Work task:
Reproduce, unchanged, the lines between the one holding "Agricultural drone survey: scan the aerial photo for chrome" and the last line of the records, including both ends, but no pictures.

*** Block opens ***

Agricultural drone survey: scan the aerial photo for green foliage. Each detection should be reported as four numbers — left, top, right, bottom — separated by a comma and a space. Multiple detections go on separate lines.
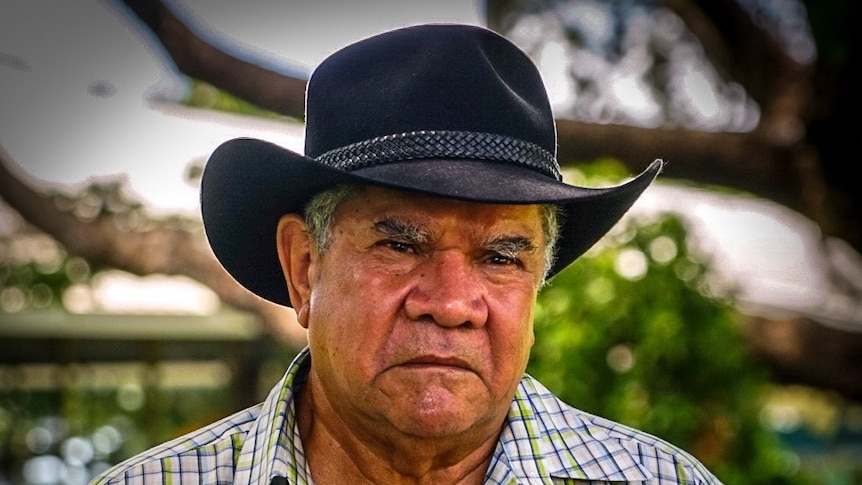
0, 384, 235, 482
183, 80, 283, 118
0, 180, 200, 313
0, 180, 139, 311
0, 227, 87, 312
803, 0, 856, 67
528, 162, 813, 484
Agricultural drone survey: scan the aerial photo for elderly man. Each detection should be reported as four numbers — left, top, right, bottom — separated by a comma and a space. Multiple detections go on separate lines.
92, 24, 721, 484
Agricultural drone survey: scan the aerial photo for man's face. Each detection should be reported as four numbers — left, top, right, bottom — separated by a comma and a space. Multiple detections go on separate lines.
299, 186, 545, 441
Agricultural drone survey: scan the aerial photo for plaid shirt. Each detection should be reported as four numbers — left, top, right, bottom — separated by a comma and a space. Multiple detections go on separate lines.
91, 348, 722, 484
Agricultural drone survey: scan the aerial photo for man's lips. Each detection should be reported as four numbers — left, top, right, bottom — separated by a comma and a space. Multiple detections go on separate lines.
400, 356, 473, 371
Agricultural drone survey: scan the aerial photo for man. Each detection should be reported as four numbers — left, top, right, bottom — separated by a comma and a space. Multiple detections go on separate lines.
92, 24, 722, 484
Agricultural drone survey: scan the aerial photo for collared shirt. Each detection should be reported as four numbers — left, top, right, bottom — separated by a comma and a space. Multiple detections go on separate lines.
91, 348, 722, 484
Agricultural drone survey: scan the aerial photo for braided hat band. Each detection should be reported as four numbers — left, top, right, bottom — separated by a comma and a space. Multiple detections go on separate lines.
315, 130, 562, 182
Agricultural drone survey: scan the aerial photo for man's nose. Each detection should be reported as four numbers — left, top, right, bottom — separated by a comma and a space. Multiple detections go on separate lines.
403, 251, 489, 328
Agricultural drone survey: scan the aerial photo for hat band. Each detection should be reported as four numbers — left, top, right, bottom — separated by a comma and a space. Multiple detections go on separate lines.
315, 130, 562, 181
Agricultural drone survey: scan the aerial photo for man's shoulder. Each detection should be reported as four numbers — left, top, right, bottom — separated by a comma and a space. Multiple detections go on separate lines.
510, 375, 722, 484
578, 409, 721, 483
90, 405, 262, 485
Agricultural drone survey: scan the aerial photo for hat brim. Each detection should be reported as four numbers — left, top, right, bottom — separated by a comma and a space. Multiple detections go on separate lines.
201, 138, 662, 306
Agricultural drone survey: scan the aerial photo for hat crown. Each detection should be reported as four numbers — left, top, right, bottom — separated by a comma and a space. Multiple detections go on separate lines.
304, 24, 557, 165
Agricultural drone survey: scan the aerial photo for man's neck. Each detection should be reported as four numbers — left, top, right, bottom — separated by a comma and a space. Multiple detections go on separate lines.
296, 377, 499, 485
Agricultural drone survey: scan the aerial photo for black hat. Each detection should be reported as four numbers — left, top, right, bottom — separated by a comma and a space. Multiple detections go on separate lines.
201, 23, 662, 307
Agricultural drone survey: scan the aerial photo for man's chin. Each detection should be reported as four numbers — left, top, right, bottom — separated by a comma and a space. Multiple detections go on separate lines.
378, 383, 496, 439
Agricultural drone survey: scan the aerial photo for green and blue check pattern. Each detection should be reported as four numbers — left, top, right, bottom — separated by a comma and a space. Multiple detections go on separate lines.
91, 348, 721, 484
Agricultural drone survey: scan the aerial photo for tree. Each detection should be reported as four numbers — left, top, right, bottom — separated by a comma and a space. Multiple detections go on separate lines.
1, 0, 860, 400
529, 204, 808, 483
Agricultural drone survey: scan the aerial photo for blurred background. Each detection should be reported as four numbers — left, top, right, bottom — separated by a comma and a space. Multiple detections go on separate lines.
1, 1, 861, 484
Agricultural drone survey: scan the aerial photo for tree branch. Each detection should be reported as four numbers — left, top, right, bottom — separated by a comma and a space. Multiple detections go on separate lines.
555, 120, 803, 206
0, 144, 305, 345
664, 0, 808, 110
121, 0, 307, 119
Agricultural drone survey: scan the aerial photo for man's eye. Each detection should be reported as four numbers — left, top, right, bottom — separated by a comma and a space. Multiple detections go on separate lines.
487, 253, 519, 266
380, 240, 415, 253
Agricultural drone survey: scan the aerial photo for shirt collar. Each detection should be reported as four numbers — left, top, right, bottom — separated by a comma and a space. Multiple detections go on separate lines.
234, 347, 313, 485
496, 375, 653, 482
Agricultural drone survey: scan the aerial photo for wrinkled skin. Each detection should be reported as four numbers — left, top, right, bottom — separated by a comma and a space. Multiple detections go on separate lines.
276, 186, 547, 484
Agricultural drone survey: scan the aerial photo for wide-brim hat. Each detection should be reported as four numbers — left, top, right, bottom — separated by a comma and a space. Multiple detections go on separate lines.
201, 23, 662, 307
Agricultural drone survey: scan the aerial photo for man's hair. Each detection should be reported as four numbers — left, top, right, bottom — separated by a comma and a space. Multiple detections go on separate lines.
303, 184, 561, 284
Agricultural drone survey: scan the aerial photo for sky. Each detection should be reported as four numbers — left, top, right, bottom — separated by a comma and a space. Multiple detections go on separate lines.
0, 0, 858, 328
0, 0, 483, 214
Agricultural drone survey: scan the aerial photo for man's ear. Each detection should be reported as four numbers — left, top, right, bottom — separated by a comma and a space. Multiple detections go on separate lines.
276, 214, 314, 328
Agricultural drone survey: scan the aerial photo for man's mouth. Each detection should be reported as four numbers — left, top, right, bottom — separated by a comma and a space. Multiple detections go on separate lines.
401, 356, 472, 370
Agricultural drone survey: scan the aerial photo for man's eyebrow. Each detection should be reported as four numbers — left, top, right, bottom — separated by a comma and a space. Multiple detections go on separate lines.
484, 235, 538, 258
372, 217, 430, 243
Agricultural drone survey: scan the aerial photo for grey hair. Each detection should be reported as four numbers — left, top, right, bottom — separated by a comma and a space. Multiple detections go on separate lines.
303, 184, 561, 283
303, 184, 358, 253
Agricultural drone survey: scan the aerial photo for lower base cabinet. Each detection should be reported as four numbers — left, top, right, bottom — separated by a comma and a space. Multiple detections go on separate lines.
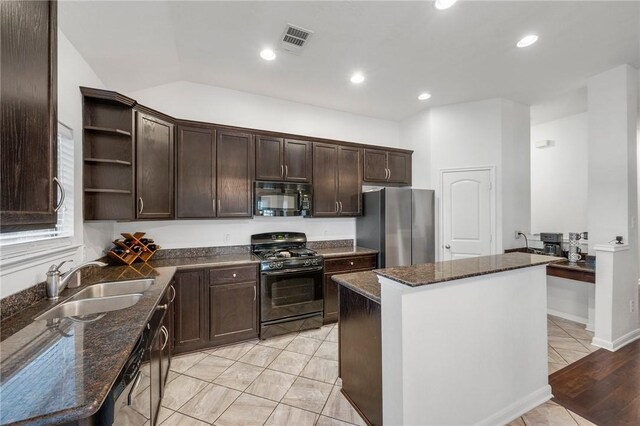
323, 254, 377, 324
173, 265, 259, 355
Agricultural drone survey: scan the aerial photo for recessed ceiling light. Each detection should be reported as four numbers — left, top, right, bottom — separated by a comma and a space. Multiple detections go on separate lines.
434, 0, 457, 10
350, 73, 365, 84
260, 48, 276, 61
516, 35, 538, 48
418, 92, 432, 101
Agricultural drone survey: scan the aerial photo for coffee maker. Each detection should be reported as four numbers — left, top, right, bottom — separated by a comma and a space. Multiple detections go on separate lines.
540, 233, 563, 256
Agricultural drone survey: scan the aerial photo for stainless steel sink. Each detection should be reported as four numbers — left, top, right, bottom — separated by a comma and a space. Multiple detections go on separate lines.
70, 279, 154, 300
35, 294, 143, 321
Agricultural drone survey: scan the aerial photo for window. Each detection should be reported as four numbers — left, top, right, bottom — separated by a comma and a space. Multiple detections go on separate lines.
0, 123, 75, 249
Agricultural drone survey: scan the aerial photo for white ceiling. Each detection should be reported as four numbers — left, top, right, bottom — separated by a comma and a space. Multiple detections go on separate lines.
59, 1, 640, 121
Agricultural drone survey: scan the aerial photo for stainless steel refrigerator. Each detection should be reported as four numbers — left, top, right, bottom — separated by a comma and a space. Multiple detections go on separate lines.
356, 188, 435, 268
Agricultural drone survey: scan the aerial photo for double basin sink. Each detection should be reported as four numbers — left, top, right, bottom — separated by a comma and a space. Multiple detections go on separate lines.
36, 279, 154, 321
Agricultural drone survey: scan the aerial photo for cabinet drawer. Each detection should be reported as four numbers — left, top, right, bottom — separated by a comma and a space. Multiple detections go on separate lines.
209, 265, 257, 285
324, 255, 377, 273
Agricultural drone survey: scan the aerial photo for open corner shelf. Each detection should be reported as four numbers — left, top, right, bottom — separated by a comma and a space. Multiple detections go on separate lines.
84, 158, 132, 166
84, 125, 132, 136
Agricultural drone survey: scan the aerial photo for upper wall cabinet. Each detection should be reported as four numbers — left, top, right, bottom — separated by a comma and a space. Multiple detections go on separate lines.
216, 130, 254, 217
363, 149, 411, 185
136, 110, 175, 219
1, 0, 58, 232
176, 125, 216, 218
313, 143, 362, 217
255, 136, 312, 183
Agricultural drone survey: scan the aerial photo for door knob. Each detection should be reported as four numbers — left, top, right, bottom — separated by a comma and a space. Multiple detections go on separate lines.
445, 244, 451, 249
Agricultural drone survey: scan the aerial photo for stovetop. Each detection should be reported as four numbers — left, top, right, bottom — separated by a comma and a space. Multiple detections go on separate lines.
251, 232, 323, 272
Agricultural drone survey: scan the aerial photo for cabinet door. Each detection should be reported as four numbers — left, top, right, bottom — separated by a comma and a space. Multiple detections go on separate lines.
136, 112, 174, 219
255, 136, 284, 181
216, 130, 254, 217
173, 270, 208, 354
149, 325, 163, 426
1, 0, 58, 231
387, 151, 411, 185
363, 149, 388, 183
209, 281, 258, 345
284, 139, 312, 182
176, 126, 216, 218
337, 146, 362, 216
312, 143, 339, 217
323, 274, 339, 324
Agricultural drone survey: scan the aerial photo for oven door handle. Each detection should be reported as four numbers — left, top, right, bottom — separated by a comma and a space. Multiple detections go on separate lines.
262, 266, 323, 276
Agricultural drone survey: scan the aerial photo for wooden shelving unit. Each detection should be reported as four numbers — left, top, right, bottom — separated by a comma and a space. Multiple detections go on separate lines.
107, 232, 160, 265
81, 87, 137, 221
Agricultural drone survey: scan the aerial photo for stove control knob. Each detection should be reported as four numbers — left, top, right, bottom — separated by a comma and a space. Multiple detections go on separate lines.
304, 259, 311, 266
311, 259, 319, 266
269, 262, 275, 269
277, 262, 283, 269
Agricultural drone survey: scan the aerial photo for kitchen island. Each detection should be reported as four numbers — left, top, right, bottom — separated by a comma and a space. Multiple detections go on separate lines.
332, 252, 562, 426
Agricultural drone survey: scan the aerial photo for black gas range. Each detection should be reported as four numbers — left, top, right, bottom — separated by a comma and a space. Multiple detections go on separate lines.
251, 232, 324, 338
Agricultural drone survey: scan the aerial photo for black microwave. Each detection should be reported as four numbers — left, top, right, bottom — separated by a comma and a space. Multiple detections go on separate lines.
254, 181, 312, 217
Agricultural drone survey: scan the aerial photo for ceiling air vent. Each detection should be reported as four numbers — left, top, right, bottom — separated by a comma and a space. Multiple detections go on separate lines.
280, 24, 314, 55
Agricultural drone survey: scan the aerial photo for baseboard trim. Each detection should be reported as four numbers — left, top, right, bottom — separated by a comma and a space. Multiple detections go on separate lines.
478, 385, 552, 426
592, 328, 640, 352
547, 308, 588, 326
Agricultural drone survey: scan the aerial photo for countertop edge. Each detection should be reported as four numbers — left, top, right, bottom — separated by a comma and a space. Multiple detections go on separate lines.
331, 272, 381, 304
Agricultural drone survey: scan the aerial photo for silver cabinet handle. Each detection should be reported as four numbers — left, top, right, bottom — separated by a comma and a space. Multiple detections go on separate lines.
350, 261, 354, 266
387, 168, 391, 181
339, 201, 343, 214
284, 165, 288, 179
157, 303, 168, 311
335, 201, 339, 213
160, 325, 169, 350
445, 244, 451, 249
218, 199, 221, 213
138, 197, 144, 215
53, 177, 65, 212
213, 199, 216, 213
169, 285, 176, 304
232, 273, 237, 278
383, 168, 388, 180
253, 286, 256, 301
281, 165, 284, 178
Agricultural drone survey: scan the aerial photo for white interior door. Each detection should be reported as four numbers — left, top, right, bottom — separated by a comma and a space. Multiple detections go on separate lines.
441, 169, 494, 261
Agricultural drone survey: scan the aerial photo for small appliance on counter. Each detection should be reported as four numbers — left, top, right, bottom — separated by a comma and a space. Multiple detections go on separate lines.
540, 232, 563, 257
251, 232, 323, 338
568, 232, 583, 263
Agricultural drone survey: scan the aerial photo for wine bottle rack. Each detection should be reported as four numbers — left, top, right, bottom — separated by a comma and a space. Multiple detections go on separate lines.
107, 232, 160, 265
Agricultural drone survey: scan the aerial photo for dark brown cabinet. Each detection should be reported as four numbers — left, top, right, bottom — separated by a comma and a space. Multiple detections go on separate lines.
146, 284, 173, 426
364, 149, 411, 185
323, 254, 377, 323
173, 270, 208, 354
1, 0, 58, 232
173, 265, 258, 353
136, 112, 175, 219
208, 265, 258, 345
216, 130, 254, 217
176, 125, 216, 218
256, 136, 312, 183
313, 143, 362, 217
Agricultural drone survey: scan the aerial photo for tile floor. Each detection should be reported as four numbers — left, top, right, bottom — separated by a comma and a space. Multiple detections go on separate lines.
119, 316, 599, 426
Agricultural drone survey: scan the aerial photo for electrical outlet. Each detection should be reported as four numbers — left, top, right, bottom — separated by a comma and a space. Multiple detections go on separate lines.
630, 300, 636, 313
224, 233, 231, 243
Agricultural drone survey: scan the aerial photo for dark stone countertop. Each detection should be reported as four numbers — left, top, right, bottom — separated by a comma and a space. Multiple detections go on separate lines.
547, 259, 595, 274
315, 246, 379, 258
375, 253, 565, 287
0, 253, 259, 426
331, 271, 381, 303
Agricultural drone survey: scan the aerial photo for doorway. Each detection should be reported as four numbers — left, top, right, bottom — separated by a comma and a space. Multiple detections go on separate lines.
440, 167, 495, 261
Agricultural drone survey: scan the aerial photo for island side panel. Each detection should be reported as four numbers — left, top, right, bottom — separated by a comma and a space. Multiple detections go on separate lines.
339, 285, 382, 426
380, 265, 551, 426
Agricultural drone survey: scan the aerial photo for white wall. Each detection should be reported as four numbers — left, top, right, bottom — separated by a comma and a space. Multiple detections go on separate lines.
112, 217, 354, 248
126, 81, 400, 148
531, 113, 588, 236
0, 30, 111, 298
399, 109, 431, 189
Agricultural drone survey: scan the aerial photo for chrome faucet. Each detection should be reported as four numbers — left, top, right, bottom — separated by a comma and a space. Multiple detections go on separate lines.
46, 260, 108, 300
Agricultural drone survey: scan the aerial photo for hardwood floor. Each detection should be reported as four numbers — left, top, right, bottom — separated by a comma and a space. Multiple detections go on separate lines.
550, 338, 640, 426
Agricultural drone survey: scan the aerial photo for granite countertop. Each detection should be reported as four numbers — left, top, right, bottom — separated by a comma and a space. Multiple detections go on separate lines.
547, 259, 595, 274
375, 252, 565, 287
314, 246, 378, 258
0, 253, 259, 425
331, 271, 381, 303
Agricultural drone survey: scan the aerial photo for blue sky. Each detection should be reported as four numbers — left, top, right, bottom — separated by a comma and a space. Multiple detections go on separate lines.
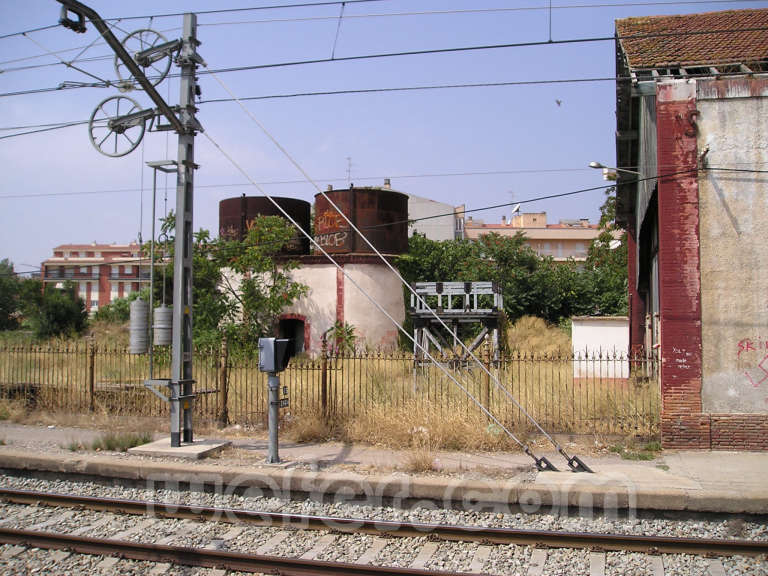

*** Block closes ***

Final answer:
Agricultural drone survey: scan the aerial photo for chrome faucet. Each detection should be reported as four numbers — left, top, right, bottom — separated by a comma and a space. Multiple detections go on separate lines.
46, 260, 108, 300
Agricultural drone survey: scan the aerial photo for hardwood floor. Each detection should be reported as four numbers — left, top, right, bottom — separated by a comma and a space. Multiple detections go on separate lines.
550, 338, 640, 426
Agricultural drone survey: scan the aerial photo for granite countertop. Each detection should be reported as four numbers — left, top, right, bottom — separated by a comma and a space. Multiple detections go on separate lines.
547, 259, 595, 274
375, 252, 565, 287
314, 246, 378, 258
0, 253, 259, 425
331, 271, 381, 303
Agricultural drone survey: scan the aerial photo for blue sky. Each detection should be reported as four numbers — left, top, right, bottom — separated by a comma and a space. Multiple detections go on separate lines.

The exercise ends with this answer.